* **SELECTED TEXT**
======

God creating sockpuppet accounts to argue with people on Reddit about corvids

[-] niph@hexbear.net 15 points 6 months ago

Just the same body, mind, and spirit teachings common to a huge swathe of human religions, personified in the most patriarchal and annoying way possible

[-] aaaaaaadjsf@hexbear.net 5 points 6 months ago* (last edited 6 months ago)

Isn't that every major monotheistic religion? Especially all the Abrahamic religions.

Is monotheism really a wonderful advance in the history of thought, a qualitative progress? There are plenty of cunning minds (but when you say cunning, you could as well say ill-intentioned or malign, inspired by the Devil) who draw a parallel between this unique God (who is represented in the popular imagination, if not in the purified vision of the learned, as an old man with a white beard, a symbol of wisdom and authority) and the patriarch of the patriarchal system, the autocrat of the power systems. In this imagery, which adequately reflects what is actually experienced, it is obvious that the wise old male is closer to God than a woman or a youth. This is a projection into heaven that legitimizes the patriarchal order and autocracy which prevails on earth. In addition, the elimination of female deities, always important in nonmonotheist religions, only accentuates patriarchal domination. Those cunning minds will add that this only and all powerful God deprives them, poor bastards, of all power.

======

* **EXERCISE TASK**
Can you set down, word for word, the part of the thread above that opens with the words containing "[-] niph@hexbear.net 15" and closes with "the Abrahamic religions."?

* **GIVEN MATERIAL**
======

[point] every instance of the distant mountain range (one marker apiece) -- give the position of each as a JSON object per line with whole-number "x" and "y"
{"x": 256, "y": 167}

======

* **OUTPUT**
[-] niph@hexbear.net 15 points 6 months ago

Just the same body, mind, and spirit teachings common to a huge swathe of human religions, personified in the most patriarchal and annoying way possible

[-] aaaaaaadjsf@hexbear.net 5 points 6 months ago* (last edited 6 months ago)

Isn't that every major monotheistic religion? Especially all the Abrahamic religions.